* TEXTE SOURCE
__________

Les dégâts de la drogue
Autre fardeau énorme: la toxicomanie de Mehdi N. La Suissesse d'origine ne l'apprend que pendant la cohabitation. Des vidéos, enregistrées à différents jours, montrent son état désastreux. «Parfois, il ne rentrait pas à la maison pendant des jours. Par exemple, lorsqu'il allait chercher de la drogue dans d'autres villages.» Même lorsque leur fille naît à la mi-mai 2021, Mehdi N. ne change pas.
Zainab s'accroche malgré tout à son mariage. Elle décide de se rendre en Suisse en septembre 2021. «Je voulais trouver un travail et un appartement ici et faire venir Mehdi chez moi. Ici, il aurait enfin pu recevoir de l'aide.» Mais Mehdi N. ne lui permet pas, ni à sa fille, de quitter le pays. Plusieurs fois, Zainab échoue à l'aéroport. Ce n'est que lorsque son père intervient que tout s'arrange. Avant le départ, Mehdi N. s'excuse pour son comportement.
La situation s'envenime
La nuit du Nouvel An, Zainab retourne chez son mari. «J'ai eu du mal à prendre pied en Suisse avec un bébé – notamment parce que je n'ai guère reçu de soutien de mon entourage», explique la jeune femme.

__________

* EXERCICES À TRAITER
1 – Recopiez fidèlement le passage du texte source sur Zainab et Mehdi N., en commençant à "La situation s'envenime" et en terminant à "la jeune femme.".
2 – Poursuivez, s'il vous plaît, le texte source sur Zainab et Mehdi N. à la suite de sa dernière phrase.

__________

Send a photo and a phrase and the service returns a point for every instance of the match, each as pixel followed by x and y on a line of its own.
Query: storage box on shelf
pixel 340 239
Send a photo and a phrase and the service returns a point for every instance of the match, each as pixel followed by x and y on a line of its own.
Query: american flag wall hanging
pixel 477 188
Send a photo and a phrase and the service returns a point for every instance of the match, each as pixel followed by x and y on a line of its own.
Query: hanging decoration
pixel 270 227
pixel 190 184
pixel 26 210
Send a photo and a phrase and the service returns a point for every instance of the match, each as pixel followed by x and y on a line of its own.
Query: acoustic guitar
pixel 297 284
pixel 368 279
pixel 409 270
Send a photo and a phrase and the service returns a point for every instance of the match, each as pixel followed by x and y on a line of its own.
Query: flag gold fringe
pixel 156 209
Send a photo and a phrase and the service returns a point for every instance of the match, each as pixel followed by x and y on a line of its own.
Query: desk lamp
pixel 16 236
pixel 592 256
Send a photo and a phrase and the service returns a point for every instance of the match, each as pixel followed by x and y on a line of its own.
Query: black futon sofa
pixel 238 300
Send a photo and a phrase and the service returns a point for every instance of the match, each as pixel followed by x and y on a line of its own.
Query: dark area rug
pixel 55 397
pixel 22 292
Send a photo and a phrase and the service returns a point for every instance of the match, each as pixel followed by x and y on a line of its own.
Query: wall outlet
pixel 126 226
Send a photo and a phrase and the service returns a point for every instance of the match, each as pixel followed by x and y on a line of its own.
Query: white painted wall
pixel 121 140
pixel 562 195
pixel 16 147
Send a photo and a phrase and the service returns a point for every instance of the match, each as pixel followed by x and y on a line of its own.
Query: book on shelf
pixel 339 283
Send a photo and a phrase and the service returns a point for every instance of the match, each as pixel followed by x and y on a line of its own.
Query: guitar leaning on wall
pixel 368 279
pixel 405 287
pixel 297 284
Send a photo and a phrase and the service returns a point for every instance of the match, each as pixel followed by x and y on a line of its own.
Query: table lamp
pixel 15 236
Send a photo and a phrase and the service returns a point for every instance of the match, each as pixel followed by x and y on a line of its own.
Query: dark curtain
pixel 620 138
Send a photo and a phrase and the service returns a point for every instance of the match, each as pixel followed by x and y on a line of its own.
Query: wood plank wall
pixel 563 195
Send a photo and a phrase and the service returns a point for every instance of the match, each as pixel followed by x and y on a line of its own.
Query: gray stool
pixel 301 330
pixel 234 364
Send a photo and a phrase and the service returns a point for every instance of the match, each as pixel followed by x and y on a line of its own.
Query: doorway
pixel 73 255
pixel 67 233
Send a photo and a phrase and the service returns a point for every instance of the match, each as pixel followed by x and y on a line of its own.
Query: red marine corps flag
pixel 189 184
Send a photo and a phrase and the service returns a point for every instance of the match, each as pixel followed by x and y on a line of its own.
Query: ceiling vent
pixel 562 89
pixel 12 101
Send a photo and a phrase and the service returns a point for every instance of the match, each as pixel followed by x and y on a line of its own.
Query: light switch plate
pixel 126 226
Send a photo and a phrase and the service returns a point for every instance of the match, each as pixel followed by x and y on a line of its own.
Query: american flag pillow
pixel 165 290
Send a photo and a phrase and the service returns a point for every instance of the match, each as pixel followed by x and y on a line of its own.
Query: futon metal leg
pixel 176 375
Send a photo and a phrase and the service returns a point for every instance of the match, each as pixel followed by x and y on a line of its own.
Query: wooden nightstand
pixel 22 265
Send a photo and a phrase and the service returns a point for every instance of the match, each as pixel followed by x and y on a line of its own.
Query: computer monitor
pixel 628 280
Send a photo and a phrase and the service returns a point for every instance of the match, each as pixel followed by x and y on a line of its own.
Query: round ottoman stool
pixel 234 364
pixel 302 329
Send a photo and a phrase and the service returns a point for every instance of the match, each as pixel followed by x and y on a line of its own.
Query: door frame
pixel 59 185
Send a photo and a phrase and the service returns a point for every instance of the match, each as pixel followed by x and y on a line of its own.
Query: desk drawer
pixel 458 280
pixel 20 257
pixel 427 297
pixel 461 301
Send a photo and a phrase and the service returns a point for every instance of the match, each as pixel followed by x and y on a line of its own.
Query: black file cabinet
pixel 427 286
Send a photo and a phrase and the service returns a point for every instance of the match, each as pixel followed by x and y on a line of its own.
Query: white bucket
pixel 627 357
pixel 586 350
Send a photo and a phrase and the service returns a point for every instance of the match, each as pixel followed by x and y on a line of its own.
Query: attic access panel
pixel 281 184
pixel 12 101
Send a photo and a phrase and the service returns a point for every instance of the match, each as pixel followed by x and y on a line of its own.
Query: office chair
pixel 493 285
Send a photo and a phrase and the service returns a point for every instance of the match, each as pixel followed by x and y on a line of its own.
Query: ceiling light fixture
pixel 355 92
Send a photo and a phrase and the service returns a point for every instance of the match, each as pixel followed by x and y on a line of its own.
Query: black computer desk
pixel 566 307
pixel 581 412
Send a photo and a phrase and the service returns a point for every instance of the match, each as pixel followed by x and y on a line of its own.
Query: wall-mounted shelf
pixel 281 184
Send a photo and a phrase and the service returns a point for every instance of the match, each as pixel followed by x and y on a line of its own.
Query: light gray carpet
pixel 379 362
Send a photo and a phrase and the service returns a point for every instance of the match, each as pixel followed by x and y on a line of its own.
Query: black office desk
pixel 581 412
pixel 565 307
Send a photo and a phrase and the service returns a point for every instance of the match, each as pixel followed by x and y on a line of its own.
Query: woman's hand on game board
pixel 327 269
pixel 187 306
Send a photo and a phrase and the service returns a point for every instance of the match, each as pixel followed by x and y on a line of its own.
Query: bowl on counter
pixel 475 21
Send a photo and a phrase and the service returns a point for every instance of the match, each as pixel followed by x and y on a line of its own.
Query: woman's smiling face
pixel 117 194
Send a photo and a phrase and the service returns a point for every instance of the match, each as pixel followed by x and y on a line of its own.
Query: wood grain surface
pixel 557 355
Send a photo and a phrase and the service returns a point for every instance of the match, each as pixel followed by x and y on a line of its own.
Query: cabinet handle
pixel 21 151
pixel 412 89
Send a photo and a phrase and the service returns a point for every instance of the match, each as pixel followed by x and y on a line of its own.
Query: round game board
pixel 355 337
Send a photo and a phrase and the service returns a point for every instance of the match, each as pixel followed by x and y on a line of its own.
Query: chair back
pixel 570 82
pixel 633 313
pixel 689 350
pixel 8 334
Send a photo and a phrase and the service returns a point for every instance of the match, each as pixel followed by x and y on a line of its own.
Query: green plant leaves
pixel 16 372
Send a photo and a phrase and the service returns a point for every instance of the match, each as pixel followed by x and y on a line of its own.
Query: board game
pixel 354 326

__________

* RÉPONSES AUX EXERCICES
1 –
La situation s'envenime
La nuit du Nouvel An, Zainab retourne chez son mari. «J'ai eu du mal à prendre pied en Suisse avec un bébé – notamment parce que je n'ai guère reçu de soutien de mon entourage», explique la jeune femme.

2 –
De retour au Liban, la situation dégénère: Mehdi N. retire les passeports suisses de Zainab et de sa fille. Il les conserve dans le sac en bandoulière qu'il porte toujours sur lui. «Il a commencé à me menacer avec un couteau et une arme. Si je le quittais, il me tuerait! Et il m'a frappée, explique-t-elle. Pendant cette période, j'ai subi toutes les formes de violence.»
La fuite comme dernière option
Zainab le sait: elle doit partir de là. En quête d'aide, elle s'adresse à l'ambassade suisse à Beyrouth. Mais celle-ci ne peut pas l'aider: c'est la législation libanaise qui s'applique. Pour Zainab, cela signifie concrètement qu'elle peut rentrer en Suisse, mais qu'elle doit laisser sa fille derrière elle. Car selon l'interprétation chiite, les enfants appartiennent au père. Sans le consentement de ce dernier, l'enfant ne peut pas quitter le pays. Pour Zainab, c'est inimaginable. Elle décide donc de fuir avec l'enfant – mais ce sont d'autres hommes qui rendent cela possible.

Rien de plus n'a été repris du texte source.